GIVEN EXERCISE » Copy all of the material below word for word, omitting the pictures.

GIVEN DATA »
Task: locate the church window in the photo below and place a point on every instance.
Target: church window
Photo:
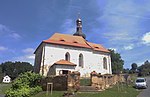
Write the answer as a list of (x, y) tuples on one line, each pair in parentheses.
[(104, 63), (81, 60), (67, 56)]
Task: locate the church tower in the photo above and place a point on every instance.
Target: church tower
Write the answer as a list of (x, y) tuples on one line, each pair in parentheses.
[(79, 28)]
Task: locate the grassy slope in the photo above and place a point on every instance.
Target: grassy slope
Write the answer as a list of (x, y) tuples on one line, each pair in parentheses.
[(121, 91), (54, 94)]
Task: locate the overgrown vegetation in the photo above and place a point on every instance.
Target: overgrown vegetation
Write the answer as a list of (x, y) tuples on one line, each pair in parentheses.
[(120, 90), (25, 85), (85, 82), (13, 69), (4, 87)]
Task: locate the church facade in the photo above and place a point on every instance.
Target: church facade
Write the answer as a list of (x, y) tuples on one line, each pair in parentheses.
[(63, 53)]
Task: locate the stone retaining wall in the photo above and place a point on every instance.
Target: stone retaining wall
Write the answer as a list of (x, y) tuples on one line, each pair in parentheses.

COMPLETED TASK »
Task: locate the church window in the photo below and place a point on every instance.
Target: church window
Photo:
Write the answer as a list of (x, y) tuples on one line, each pair in parentheses.
[(104, 63), (81, 60), (67, 56)]
Task: locate the church tower in the photo above and place a point on every instance.
Target: church tower
Write the answer as a list of (x, y) tuples on one line, each pair in parentheses.
[(79, 28)]
Task: locate the grassy slope in the photo above and place a point on every instance.
Target: grassy slope
Write the answer as a list of (x, y) tuples on one line, each pair in parentheses.
[(121, 91), (54, 94)]
Task: locate the overgrown vegetation in the photo above and place a point on every instance.
Target: overgrown vegetation
Write the answer as a list of (x, y) tuples on one line, each pair in parentheses.
[(120, 90), (25, 85), (85, 82), (13, 69), (4, 87)]
Task: locate the church facade in the photo above and place a point on every instance.
Target: church facade
Write the answer as a list of (x, y) tuples on one line, each pair in parentheses.
[(63, 53)]
Task: locate the stone retaining wall in the photo above and place a point on every instance.
Target: stone retaining wall
Write the answer as a list of (x, y) tuples on one line, each pair in parentheses.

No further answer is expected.